= Task directions =
Reproduce the records below, changing every occurrence of "pixel coordinates" to "x and y coordinates" and leaving all other text as it is.

= Given records =
— START —
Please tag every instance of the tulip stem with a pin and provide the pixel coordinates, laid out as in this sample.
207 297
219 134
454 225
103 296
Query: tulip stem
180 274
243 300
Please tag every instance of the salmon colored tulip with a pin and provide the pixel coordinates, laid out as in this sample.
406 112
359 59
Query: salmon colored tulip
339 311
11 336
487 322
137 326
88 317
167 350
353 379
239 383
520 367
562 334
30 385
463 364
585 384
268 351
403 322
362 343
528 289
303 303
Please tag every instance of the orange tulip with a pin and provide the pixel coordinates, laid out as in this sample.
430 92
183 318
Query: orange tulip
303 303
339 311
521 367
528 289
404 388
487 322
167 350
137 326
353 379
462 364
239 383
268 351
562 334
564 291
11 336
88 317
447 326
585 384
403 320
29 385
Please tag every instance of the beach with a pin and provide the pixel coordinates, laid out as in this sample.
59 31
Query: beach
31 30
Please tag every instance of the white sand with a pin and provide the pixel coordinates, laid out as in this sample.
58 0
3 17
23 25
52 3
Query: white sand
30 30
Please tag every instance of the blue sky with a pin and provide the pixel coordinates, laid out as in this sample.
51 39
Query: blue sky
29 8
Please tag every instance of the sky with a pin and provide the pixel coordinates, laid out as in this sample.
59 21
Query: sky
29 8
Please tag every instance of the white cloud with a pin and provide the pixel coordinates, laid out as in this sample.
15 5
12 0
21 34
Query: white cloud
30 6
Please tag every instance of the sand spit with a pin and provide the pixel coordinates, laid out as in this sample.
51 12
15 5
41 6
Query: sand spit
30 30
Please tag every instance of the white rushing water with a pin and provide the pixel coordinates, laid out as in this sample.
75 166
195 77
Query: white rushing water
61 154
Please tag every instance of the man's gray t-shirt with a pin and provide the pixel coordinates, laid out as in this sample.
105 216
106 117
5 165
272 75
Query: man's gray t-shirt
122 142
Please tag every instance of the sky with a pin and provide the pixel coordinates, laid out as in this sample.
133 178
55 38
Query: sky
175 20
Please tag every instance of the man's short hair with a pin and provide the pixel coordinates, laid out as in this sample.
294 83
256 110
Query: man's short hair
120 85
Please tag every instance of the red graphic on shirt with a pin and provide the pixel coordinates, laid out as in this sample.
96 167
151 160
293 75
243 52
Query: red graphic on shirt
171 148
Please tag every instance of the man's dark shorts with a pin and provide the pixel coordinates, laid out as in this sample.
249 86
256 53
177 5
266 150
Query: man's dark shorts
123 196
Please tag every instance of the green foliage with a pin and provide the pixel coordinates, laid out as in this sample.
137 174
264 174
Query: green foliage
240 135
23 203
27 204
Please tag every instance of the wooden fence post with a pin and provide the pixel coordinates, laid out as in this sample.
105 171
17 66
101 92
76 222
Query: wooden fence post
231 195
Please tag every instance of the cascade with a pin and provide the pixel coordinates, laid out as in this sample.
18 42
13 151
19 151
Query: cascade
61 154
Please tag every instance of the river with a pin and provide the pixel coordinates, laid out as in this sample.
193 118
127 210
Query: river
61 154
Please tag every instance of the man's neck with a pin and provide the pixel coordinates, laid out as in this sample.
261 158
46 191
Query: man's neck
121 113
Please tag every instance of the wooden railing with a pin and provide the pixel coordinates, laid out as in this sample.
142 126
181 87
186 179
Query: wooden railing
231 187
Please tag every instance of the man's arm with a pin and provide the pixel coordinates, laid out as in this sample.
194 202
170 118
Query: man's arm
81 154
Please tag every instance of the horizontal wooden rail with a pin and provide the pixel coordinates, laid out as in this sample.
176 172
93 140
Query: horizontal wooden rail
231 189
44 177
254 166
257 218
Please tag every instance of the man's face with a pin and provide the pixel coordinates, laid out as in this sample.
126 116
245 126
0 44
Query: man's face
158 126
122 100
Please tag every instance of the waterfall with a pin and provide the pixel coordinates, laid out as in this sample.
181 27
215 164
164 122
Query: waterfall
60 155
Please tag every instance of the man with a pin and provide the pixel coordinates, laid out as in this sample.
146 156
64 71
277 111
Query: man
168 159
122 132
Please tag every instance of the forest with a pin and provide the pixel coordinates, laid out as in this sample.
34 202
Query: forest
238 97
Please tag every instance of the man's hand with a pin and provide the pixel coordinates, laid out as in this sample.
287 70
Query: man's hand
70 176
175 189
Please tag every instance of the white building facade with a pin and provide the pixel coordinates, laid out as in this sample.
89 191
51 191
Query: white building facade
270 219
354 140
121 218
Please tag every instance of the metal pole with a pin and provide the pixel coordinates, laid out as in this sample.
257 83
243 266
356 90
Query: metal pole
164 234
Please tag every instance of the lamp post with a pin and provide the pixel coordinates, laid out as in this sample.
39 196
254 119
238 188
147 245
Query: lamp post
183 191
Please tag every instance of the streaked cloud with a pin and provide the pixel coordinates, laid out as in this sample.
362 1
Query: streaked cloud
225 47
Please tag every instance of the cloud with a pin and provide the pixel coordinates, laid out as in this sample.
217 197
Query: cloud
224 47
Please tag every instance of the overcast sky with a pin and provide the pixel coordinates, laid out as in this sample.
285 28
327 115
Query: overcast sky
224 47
— END —
= Reply =
Please tag every instance of the tulip stem with a pin and provide the x and y coordinates, laid out as in this sample.
207 297
219 134
454 225
103 296
Query: tulip stem
180 274
243 300
Please tag every instance of the salmon colored tulip with a pin and provide the x and y coordinates, laid out as in this sample.
406 112
359 59
Query: salmon colored tulip
339 311
11 336
487 322
137 326
88 317
167 350
353 379
239 383
520 367
562 334
30 385
463 364
585 384
268 351
403 322
362 343
528 289
303 303
Please tag every instance of the orange tulip with a pin and provide the x and y coordinates, laid out as in this sample.
430 92
183 318
Query: orange tulip
303 303
339 311
521 367
528 289
404 388
487 322
167 350
137 326
353 379
462 364
239 383
268 351
562 334
564 291
11 336
88 317
447 326
585 384
403 320
29 385
Please tag every instance of the beach with a pin and provide the x and y coordinates, laid out as in this sample.
59 31
Query: beach
31 30
Please tag every instance of the white sand with a pin and provide the x and y coordinates, laid out as in this sample.
58 0
3 17
23 25
52 3
Query: white sand
30 30
Please tag every instance of the blue sky with a pin and provide the x and y coordinates, laid out as in this sample.
51 39
Query: blue sky
29 8
Please tag every instance of the sky with a pin and provide the x and y coordinates, laid out as in this sample.
59 21
Query: sky
29 8
Please tag every instance of the white cloud with a pin and provide the x and y coordinates, laid out as in this sample.
15 5
12 0
21 34
Query: white cloud
30 6
Please tag every instance of the sand spit with a pin and provide the x and y coordinates, laid out as in this sample.
51 12
15 5
41 6
Query: sand spit
30 30
Please tag every instance of the white rushing water with a pin and provide the x and y coordinates, laid out as in this sample.
75 166
195 77
Query: white rushing water
61 154
Please tag every instance of the man's gray t-shirt with a pin and provide the x and y coordinates, laid out as in this sample.
105 216
106 117
5 165
272 75
Query: man's gray t-shirt
122 142
Please tag every instance of the sky with a pin and provide the x and y coordinates, laid out as in this sample.
133 178
55 38
Query: sky
175 20
Please tag every instance of the man's short hair with a pin and provide the x and y coordinates, laid out as in this sample.
294 83
256 110
Query: man's short hair
120 85
Please tag every instance of the red graphic on shirt with a pin and provide the x and y coordinates, laid out as in this sample.
96 167
151 160
293 75
243 52
Query: red graphic on shirt
171 148
Please tag every instance of the man's dark shorts with a pin and provide the x and y coordinates, laid out as in this sample.
249 86
256 53
177 5
266 150
Query: man's dark shorts
123 196
Please tag every instance of the green foliage with a pin and provide the x and y coordinates, laid out as in this sample.
137 174
264 174
Query: green foliage
240 135
23 203
27 204
Please tag every instance of the wooden fence post with a pin and provide the x and y coordinates, laid out as in this sample.
105 171
17 66
101 92
76 222
Query: wooden fence post
231 195
Please tag every instance of the cascade with a pin and provide the x and y coordinates, laid out as in this sample.
18 42
13 151
19 151
Query: cascade
61 154
Please tag every instance of the river with a pin and provide the x and y coordinates, laid out as in this sample.
193 118
127 210
Query: river
61 154
Please tag every instance of the man's neck with a pin and provide the x and y coordinates, laid out as in this sample.
261 158
46 191
Query: man's neck
121 113
Please tag every instance of the wooden railing with a pin and provide the x and y coordinates, laid out as in this sample.
142 126
181 87
186 179
Query: wooden railing
231 187
Please tag every instance of the man's arm with a pin and provide the x and y coordinates, laid out as in this sample.
194 202
170 118
Query: man's arm
81 154
Please tag every instance of the horizontal wooden rail with a pin and provide the x and y coordinates, laid out as in this sample.
176 172
93 140
Query: horizontal wooden rail
231 189
44 177
254 166
257 218
Please tag every instance of the man's face with a pin and provide the x and y coordinates, laid out as in this sample.
126 116
245 126
0 44
Query: man's face
158 126
122 100
Please tag every instance of the waterfall with a pin and provide the x and y coordinates, laid out as in this sample.
181 27
215 164
164 122
Query: waterfall
60 155
Please tag every instance of the man with a pin and provide the x and y coordinates, laid out as in this sample.
146 156
64 71
277 111
Query: man
168 159
122 132
Please tag every instance of the forest with a pin and provide the x and y coordinates, laid out as in this sample.
34 202
Query: forest
238 97
Please tag every instance of the man's hand with a pin and provide the x and y coordinates, laid out as in this sample.
287 70
Query: man's hand
70 176
175 189
Please tag every instance of the white building facade with a pin and provide the x and y coordinates, laid out as in this sample.
89 191
51 191
Query: white building facade
270 219
354 140
121 218
Please tag every instance of the metal pole with a pin and provide the x and y coordinates, laid out as in this sample.
257 83
243 266
356 90
Query: metal pole
164 234
Please tag every instance of the lamp post with a pin and provide the x and y coordinates, laid out as in this sample.
39 196
254 119
238 188
147 245
Query: lamp post
183 191
Please tag every instance of the streaked cloud with a pin and provide the x and y coordinates, laid out as in this sample.
362 1
Query: streaked cloud
225 47
Please tag every instance of the cloud with a pin and provide the x and y coordinates, laid out as in this sample.
217 197
Query: cloud
224 47
Please tag every instance of the overcast sky with a pin and provide the x and y coordinates, laid out as in this sample.
285 28
327 115
Query: overcast sky
224 47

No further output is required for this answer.